> [PASSAGE GIVEN]:
________

Skip to content
  • Simon Marchi's avatar
    gdb: move displaced stepping logic to gdbarch, allow starting concurrent displaced steps · 187b041e
    Simon Marchi authored
    Today, GDB only allows a single displaced stepping operation to happen
    per inferior at a time.  There is a single displaced stepping buffer per
    inferior, whose address is fixed (obtained with
    gdbarch_displaced_step_location), managed by infrun.c.
    
    In the case of the AMD ROCm target [1] (in the context of which this
    work has been done), it is typical to have thousands of threads (or
    waves, in SMT terminology) executing the same code, hitting the same
    breakpoint (possibly conditional) and needing to to displaced step it at
    the same time.  The limitation of only one displaced step executing at a
    any given time becomes a real bottleneck.
    
    To fix this bottleneck, we want to make it possible for threads of a
    same inferior to execute multiple displaced steps in parallel.  This
    patch builds the foundation for that.
    
    In essence, this patch moves the task of preparing a displaced step and
    cleaning up after to gdbarch functions.  This allows using different
    schemes for allocating and managing displaced stepping buffers for
    different platforms.  The gdbarch decides how to assign a buffer to a
    thread that needs to execute a displaced step.
    
    On the ROCm target, we are able to allocate one displaced stepping
    buffer per thread, so a thread will never have to wait to execute a
    displaced step.
    
    On Linux, the entry point of the executable if used as the displaced
    stepping buffer, since we assume that this code won't get used after
    startup.  From what I saw (I checked with a binary generated against
    glibc and musl), on AMD64 we have enough space there to fit two
    displaced stepping buffers.  A subsequent patch makes AMD64/Linux use
    two buffers.
    
    In addition to having multiple displaced stepping buffers, there is also
    the idea of sharing displaced stepping buffers between threads.  Two
    threads doing displaced steps for the same PC could use the same buffer
    at the same time.  Two threads stepping over the same instruction (same
    opcode) at two different PCs may also be able to share a displaced
    stepping buffer.  This is an idea for future patches, but the
    architecture built by this patch is made to allow this.

________

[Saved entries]
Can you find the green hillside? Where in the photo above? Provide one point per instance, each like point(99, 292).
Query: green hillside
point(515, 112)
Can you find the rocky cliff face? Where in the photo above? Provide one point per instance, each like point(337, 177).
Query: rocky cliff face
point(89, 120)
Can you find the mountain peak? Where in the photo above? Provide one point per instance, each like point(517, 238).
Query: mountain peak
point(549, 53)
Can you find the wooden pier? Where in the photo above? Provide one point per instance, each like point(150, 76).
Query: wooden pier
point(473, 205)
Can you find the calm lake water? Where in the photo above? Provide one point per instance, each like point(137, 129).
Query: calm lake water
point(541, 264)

________

> [WHAT TO WORK ON]:
**a)** In the commit message, how many displaced stepping buffers fit at the entry point on AMD64?
**b)** Please write out the part of the commit message starting at "In the case" and ending at "a real bottleneck.", replacing "thousands" with "hundreds".

> [ANSWERS TO EACH TASK]:
**a)** Two.

**b)**
In the case of the AMD ROCm target [1] (in the context of which this
    work has been done), it is typical to have hundreds of threads (or
    waves, in SMT terminology) executing the same code, hitting the same
    breakpoint (possibly conditional) and needing to to displaced step it at
    the same time.  The limitation of only one displaced step executing at a
    any given time becomes a real bottleneck.